Natural-language object grounding data:
::::::

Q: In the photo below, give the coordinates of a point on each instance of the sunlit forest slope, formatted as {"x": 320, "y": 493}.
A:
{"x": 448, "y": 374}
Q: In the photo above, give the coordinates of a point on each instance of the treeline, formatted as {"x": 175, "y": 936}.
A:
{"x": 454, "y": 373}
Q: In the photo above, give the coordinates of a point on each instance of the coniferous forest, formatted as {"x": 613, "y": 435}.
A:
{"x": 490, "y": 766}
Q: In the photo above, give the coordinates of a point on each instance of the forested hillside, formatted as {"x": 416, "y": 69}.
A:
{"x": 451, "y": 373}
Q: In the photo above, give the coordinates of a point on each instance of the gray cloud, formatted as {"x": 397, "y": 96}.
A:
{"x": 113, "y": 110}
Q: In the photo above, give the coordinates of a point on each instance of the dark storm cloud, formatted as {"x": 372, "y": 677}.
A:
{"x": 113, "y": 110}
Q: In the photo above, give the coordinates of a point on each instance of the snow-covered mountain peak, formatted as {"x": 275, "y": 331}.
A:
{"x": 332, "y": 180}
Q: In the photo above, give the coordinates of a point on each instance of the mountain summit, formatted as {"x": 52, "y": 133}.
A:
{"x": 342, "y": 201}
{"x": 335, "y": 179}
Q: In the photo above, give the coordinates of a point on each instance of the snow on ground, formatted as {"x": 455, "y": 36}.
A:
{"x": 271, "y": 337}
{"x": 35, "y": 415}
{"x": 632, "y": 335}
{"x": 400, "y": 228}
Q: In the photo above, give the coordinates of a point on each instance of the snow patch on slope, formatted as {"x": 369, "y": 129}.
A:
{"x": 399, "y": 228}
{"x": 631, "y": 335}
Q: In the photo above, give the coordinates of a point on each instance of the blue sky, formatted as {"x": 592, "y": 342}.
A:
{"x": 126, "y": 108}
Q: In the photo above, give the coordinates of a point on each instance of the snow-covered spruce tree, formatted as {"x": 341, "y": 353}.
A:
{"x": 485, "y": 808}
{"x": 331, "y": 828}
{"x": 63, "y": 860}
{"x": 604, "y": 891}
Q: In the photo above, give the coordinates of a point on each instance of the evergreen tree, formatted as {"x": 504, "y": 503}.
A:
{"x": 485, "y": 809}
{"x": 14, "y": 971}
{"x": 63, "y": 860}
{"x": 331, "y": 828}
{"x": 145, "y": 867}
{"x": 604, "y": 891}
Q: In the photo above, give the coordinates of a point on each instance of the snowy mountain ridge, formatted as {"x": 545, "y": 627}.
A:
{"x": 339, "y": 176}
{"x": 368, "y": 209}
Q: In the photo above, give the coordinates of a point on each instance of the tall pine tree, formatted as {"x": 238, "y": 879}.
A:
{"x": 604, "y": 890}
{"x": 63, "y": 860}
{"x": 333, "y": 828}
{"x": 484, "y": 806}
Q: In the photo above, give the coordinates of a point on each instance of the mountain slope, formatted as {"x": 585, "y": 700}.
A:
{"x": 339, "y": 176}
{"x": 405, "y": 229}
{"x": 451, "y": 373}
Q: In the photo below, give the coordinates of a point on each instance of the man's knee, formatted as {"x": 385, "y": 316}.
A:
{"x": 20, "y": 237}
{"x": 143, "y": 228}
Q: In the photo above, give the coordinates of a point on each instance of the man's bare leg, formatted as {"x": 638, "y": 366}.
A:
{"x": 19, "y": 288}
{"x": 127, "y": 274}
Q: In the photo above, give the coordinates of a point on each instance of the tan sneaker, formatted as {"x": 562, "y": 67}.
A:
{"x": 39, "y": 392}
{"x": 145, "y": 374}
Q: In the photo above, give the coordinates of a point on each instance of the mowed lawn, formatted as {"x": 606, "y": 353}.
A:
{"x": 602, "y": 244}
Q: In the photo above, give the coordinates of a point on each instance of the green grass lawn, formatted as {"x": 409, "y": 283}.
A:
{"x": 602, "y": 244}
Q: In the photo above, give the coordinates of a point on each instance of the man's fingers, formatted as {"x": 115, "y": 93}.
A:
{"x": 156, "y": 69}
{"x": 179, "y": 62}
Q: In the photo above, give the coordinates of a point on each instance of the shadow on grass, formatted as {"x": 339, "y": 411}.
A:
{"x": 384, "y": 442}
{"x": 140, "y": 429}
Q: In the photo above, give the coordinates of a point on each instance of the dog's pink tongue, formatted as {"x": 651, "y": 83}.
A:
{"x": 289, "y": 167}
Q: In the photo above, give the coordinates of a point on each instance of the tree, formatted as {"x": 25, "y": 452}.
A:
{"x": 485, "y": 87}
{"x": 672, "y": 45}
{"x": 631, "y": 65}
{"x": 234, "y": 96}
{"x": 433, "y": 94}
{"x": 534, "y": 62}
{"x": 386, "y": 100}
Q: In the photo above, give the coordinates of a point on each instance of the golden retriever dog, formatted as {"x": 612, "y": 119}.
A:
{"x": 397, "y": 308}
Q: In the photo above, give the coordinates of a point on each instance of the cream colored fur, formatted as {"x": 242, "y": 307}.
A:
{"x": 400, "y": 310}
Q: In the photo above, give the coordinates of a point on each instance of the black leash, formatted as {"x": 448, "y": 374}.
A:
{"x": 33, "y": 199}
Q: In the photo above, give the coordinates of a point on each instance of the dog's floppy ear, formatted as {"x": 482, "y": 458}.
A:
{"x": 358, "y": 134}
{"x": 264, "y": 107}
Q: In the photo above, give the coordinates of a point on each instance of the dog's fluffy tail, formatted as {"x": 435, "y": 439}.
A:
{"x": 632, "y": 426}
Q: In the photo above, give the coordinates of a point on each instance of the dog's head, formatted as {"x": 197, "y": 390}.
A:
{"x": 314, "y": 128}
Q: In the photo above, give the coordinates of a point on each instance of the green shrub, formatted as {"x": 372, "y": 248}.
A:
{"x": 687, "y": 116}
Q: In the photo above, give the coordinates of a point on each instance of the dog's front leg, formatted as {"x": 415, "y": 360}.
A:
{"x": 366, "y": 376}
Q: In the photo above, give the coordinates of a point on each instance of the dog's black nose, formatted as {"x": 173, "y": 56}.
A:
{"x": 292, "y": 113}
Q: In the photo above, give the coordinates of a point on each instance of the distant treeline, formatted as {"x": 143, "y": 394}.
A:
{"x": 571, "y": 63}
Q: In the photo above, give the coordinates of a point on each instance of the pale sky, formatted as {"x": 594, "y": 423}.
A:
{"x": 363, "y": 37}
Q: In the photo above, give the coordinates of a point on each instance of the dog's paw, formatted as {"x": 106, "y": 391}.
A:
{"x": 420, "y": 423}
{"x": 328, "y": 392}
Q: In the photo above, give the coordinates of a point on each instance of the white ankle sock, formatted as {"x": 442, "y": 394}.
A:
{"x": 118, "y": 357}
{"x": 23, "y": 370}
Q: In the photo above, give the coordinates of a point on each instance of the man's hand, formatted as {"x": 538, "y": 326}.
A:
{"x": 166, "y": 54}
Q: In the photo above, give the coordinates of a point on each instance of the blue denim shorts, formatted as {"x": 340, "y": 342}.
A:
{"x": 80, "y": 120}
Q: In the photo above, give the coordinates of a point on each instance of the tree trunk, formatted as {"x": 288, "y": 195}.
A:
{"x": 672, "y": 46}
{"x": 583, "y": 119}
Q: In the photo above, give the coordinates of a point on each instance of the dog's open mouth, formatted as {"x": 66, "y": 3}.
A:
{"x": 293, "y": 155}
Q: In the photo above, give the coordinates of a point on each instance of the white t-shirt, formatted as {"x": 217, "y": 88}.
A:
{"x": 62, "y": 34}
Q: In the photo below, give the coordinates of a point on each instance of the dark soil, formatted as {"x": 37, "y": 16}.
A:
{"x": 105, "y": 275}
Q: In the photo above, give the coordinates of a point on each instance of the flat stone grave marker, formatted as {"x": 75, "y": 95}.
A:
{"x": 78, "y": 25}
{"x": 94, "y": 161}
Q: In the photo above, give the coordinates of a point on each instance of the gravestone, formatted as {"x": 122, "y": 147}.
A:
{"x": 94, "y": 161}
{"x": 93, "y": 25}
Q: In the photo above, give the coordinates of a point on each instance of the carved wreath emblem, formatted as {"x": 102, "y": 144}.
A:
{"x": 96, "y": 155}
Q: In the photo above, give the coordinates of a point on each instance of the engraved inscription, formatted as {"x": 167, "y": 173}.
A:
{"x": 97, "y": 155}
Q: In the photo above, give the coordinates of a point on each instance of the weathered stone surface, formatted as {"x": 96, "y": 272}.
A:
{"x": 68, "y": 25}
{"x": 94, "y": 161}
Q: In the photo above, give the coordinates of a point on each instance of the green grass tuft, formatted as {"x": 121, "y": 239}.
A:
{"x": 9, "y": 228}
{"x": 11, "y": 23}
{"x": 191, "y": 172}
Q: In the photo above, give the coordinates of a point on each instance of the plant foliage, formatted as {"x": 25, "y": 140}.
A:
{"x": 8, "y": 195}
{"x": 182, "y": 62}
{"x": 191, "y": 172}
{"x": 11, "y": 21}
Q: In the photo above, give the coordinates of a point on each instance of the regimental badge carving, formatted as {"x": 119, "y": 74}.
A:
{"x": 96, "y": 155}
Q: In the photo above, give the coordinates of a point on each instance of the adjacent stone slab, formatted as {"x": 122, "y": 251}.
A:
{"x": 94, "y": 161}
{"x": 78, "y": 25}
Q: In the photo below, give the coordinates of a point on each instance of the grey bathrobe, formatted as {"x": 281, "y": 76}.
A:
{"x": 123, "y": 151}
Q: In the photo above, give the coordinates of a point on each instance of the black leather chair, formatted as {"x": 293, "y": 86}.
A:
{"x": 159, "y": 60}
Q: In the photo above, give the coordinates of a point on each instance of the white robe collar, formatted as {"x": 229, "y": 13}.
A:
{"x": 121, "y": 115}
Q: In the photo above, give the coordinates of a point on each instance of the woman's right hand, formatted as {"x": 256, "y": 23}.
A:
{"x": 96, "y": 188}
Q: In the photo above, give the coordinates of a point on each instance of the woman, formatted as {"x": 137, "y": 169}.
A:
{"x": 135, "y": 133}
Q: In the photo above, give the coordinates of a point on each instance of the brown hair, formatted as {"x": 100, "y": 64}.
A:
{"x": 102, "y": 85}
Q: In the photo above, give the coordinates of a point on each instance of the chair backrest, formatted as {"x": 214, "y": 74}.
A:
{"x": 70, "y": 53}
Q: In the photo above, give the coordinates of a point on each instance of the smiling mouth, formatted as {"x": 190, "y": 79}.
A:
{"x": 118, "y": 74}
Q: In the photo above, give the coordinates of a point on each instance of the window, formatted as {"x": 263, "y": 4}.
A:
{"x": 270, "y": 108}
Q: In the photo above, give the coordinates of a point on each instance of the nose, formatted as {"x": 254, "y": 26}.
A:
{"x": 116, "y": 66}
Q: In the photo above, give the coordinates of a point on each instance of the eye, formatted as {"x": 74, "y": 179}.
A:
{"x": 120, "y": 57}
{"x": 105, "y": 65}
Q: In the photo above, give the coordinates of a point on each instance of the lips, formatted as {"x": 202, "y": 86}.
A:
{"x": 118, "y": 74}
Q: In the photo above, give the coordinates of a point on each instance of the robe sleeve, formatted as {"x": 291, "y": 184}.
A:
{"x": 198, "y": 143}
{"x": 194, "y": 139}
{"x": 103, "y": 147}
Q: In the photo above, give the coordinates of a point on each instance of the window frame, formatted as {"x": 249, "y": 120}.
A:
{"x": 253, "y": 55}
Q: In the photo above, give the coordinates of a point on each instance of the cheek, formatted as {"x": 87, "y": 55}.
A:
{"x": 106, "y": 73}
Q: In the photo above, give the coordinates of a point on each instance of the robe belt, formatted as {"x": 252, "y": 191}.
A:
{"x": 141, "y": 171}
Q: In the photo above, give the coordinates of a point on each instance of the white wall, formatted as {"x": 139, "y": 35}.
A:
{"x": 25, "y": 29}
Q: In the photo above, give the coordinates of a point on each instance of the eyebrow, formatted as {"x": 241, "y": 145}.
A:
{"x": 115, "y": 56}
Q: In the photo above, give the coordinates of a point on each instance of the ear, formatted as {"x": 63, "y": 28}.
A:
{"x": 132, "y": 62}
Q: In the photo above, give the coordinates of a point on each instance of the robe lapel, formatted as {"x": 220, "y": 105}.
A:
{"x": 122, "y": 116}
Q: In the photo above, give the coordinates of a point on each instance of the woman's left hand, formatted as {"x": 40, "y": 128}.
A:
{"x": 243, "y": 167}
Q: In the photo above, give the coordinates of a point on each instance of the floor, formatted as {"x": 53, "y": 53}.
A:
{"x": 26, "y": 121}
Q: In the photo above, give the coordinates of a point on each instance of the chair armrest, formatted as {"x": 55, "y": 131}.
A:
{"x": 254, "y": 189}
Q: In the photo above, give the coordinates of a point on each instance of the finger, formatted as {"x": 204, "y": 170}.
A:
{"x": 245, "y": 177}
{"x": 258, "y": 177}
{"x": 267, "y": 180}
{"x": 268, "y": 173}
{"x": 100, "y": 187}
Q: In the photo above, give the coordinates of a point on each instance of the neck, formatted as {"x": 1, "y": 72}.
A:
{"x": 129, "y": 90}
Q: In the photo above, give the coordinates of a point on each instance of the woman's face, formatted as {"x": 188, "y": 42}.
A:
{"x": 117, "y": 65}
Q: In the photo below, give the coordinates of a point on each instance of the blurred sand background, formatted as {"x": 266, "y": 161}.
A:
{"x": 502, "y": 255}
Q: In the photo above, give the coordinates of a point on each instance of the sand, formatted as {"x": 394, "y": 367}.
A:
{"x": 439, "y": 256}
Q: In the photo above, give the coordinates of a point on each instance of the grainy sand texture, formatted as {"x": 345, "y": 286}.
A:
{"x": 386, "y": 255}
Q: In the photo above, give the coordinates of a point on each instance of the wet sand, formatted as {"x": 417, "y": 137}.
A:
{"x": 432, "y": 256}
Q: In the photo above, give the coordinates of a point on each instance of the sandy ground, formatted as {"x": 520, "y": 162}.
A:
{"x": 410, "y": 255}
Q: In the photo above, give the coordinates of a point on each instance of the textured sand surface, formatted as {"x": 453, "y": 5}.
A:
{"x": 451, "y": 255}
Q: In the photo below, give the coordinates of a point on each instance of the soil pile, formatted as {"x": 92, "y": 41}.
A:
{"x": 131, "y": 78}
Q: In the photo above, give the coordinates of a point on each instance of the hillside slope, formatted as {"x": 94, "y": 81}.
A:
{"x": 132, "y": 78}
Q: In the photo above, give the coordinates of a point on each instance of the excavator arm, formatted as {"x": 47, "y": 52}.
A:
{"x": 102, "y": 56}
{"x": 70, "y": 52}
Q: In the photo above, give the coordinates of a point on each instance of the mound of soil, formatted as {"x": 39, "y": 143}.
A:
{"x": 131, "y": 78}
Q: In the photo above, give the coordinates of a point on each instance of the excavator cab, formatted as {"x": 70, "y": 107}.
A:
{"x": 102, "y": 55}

::::::

### Task description
Of the lines above, show those in which "chair" appears.

### Output
Q: In the photo above, give the coordinates of a point on each instance of the black leather chair, formatted as {"x": 293, "y": 86}.
Q: In the photo above, give the coordinates of a point on each instance of the chair backrest, formatted as {"x": 214, "y": 74}.
Q: In the photo above, give the coordinates of a point on each instance of the chair armrest, formatted as {"x": 55, "y": 131}.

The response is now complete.